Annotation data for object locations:
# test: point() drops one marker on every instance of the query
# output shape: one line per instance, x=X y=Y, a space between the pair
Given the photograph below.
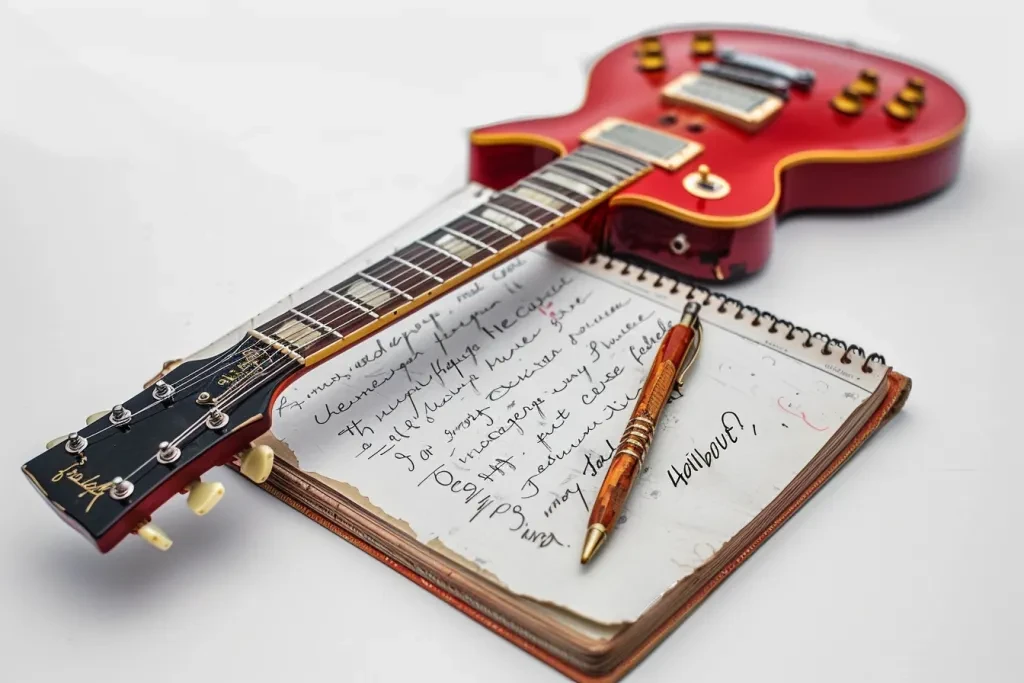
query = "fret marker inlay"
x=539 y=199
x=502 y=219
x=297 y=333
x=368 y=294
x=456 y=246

--

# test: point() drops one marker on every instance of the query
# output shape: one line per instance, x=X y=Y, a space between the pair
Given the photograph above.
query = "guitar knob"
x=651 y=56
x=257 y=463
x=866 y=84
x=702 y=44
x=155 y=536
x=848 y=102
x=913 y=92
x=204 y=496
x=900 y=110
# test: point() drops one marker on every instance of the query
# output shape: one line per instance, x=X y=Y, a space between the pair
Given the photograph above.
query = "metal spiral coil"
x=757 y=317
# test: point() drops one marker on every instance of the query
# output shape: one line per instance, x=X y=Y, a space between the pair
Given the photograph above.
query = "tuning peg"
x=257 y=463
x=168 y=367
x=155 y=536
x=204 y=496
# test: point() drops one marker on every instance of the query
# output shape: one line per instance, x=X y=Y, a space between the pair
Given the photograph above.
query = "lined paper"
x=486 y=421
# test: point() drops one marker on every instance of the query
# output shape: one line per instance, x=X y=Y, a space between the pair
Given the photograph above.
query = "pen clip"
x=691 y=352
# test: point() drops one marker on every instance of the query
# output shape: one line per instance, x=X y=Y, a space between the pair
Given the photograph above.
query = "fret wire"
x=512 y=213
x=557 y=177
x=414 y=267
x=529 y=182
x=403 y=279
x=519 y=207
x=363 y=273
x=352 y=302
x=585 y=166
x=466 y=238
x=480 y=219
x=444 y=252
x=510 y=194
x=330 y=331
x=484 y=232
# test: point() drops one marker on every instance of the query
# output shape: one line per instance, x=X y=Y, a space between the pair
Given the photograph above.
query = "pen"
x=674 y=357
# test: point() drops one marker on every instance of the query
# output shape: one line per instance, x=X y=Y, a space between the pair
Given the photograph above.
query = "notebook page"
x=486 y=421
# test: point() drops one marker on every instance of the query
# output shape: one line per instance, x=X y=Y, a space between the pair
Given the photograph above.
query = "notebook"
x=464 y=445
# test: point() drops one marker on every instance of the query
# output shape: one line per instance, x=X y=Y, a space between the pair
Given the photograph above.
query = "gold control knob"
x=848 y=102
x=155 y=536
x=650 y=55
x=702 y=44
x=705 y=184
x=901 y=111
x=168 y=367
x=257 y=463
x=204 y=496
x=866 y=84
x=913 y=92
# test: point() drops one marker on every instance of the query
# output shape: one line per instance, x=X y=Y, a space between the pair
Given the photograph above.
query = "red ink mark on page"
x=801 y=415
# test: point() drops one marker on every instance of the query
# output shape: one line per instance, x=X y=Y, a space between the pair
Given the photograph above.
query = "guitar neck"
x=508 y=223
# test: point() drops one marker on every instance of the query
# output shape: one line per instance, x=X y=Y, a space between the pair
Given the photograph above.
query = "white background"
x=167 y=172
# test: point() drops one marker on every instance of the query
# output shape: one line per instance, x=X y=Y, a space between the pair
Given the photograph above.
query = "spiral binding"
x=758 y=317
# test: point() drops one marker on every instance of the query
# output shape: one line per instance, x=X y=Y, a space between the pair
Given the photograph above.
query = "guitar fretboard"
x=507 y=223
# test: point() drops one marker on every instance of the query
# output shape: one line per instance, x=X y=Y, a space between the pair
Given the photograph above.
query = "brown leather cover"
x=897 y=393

• Given exercise: Count the lines in the records above that contain the string "notebook", matching case exactly, and reply with only the number.

• Solution: 2